* **The data**:

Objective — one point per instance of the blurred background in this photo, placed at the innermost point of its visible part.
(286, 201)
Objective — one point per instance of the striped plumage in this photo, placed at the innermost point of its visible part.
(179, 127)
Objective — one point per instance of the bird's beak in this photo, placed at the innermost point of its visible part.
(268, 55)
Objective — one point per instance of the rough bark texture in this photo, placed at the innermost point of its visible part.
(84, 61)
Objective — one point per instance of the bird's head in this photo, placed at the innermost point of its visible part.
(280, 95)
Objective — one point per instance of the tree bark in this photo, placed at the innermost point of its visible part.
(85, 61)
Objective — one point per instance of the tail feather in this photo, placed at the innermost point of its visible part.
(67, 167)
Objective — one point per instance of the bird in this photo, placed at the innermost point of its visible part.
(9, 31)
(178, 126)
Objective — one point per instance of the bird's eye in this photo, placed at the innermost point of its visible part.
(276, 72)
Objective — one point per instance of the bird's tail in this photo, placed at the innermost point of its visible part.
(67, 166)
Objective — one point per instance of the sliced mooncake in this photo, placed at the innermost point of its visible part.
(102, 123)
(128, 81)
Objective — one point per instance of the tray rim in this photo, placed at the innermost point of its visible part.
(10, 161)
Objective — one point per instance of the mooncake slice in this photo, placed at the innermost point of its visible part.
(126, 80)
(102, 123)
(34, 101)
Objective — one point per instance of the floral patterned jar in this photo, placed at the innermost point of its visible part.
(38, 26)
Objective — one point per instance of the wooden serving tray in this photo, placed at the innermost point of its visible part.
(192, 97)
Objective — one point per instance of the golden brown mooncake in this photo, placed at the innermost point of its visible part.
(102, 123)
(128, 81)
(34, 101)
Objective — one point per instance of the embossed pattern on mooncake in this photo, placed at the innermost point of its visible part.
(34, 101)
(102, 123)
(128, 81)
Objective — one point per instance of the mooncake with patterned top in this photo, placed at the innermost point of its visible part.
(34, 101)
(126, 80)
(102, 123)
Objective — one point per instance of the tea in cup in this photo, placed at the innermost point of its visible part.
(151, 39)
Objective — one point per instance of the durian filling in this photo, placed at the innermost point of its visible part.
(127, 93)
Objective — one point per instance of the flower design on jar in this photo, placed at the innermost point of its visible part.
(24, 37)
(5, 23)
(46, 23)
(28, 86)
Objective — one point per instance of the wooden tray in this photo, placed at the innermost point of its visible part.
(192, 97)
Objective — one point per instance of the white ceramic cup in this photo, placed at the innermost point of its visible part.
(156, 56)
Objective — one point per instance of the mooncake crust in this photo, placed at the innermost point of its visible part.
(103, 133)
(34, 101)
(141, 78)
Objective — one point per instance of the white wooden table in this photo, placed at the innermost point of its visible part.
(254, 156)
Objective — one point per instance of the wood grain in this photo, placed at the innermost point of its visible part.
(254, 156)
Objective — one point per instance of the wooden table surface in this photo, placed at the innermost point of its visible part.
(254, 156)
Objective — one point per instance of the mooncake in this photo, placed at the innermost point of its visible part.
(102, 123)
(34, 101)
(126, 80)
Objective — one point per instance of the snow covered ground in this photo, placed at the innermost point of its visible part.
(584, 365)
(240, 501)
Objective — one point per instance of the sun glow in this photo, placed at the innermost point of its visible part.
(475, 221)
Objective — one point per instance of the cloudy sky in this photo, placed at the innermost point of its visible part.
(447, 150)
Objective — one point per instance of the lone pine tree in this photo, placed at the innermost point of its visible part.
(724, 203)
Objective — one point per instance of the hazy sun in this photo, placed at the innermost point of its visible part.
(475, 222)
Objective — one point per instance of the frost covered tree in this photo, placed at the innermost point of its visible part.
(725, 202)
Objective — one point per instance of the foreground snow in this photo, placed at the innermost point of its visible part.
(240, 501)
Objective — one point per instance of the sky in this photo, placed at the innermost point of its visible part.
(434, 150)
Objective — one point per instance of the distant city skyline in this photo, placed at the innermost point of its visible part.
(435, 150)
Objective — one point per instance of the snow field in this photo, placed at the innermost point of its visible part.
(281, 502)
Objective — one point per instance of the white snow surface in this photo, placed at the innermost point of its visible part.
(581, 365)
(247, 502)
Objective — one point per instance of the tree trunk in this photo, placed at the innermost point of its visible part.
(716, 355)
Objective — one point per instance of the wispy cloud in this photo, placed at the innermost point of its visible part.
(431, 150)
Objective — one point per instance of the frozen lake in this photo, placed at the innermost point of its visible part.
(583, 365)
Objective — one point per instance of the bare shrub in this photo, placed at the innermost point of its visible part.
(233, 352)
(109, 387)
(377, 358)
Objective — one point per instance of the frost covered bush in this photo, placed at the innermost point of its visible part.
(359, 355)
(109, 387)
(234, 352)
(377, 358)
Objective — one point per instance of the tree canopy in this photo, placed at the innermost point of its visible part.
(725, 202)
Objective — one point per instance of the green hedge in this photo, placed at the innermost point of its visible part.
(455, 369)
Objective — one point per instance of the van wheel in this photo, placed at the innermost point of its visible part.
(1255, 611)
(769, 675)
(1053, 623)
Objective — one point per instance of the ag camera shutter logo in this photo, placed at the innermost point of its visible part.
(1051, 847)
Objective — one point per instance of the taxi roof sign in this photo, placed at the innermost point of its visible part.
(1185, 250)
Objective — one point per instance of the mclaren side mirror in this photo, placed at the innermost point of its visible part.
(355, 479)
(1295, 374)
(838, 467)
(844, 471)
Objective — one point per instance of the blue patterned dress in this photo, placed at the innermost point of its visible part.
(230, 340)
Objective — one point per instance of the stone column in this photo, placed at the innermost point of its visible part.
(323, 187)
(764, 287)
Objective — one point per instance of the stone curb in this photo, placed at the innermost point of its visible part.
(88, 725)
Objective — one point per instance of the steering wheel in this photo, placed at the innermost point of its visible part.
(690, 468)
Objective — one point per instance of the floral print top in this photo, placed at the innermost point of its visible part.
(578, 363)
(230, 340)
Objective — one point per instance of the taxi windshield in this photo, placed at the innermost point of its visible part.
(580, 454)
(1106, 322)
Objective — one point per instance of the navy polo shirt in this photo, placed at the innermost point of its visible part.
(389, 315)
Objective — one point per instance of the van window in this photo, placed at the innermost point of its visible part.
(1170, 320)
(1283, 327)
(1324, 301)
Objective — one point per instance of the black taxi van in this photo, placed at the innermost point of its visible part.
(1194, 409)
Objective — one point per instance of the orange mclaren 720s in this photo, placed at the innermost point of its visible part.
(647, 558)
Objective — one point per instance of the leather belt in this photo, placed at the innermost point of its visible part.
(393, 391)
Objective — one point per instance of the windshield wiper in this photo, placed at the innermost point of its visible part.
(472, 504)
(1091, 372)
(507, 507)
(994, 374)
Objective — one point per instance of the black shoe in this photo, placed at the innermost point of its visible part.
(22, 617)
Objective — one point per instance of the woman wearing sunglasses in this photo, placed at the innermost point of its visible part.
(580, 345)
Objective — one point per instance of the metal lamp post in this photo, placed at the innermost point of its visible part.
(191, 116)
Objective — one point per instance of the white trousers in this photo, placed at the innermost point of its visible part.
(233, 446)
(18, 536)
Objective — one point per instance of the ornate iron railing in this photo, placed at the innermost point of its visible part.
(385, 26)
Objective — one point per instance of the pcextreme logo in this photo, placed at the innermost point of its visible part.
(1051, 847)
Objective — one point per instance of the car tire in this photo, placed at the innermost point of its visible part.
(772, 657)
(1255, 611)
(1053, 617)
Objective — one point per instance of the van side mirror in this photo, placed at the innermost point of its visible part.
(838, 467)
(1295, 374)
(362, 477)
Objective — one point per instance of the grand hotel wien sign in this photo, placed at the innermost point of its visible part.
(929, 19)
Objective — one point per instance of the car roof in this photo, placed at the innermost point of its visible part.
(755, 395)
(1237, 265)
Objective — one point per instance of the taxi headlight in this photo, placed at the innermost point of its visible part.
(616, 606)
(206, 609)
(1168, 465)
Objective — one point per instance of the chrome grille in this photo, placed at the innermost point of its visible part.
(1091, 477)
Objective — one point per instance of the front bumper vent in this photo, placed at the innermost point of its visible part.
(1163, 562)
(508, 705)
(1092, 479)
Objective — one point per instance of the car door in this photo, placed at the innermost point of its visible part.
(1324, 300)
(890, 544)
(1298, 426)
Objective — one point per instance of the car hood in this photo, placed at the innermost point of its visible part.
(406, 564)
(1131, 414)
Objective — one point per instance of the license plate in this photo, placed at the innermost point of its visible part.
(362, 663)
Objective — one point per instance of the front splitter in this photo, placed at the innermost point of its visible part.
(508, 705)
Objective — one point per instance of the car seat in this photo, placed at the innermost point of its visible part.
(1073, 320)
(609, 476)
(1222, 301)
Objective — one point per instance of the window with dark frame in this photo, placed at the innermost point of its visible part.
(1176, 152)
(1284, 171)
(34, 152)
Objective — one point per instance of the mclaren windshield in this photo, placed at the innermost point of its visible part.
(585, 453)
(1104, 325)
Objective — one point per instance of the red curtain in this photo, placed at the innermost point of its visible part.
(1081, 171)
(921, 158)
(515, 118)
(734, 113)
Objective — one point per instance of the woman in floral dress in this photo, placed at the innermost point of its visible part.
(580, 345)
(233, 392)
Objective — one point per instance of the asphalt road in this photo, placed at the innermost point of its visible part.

* **What the task asks**: Print the records exactly as they appear, from the line that contains "Objective — one point per instance of the car seat" through the end of the records, with both of those lines included.

* **Response below**:
Objective — one point per instance of the car seat in this photo, placed at the innermost point of its visible part.
(1073, 320)
(609, 476)
(1222, 301)
Objective — one point per instance of the window with dark frame in this photo, placed at the innermost point of its visible part.
(1176, 152)
(1284, 171)
(34, 152)
Objective — one point per instance of the mclaren windshield in this photo, placed at the innermost point of its visible part.
(585, 453)
(1104, 325)
Objective — one point per instance of the red curtain in this photo, placed at the innermost point of its visible part.
(1081, 171)
(921, 158)
(515, 118)
(734, 113)
Objective — one point per instance of the woman in floral dress in this photo, placed at the innermost point of its visible part.
(580, 345)
(233, 392)
Objective — one point per instance of the asphalt road in this photo, placed at the innermost point of its visible part.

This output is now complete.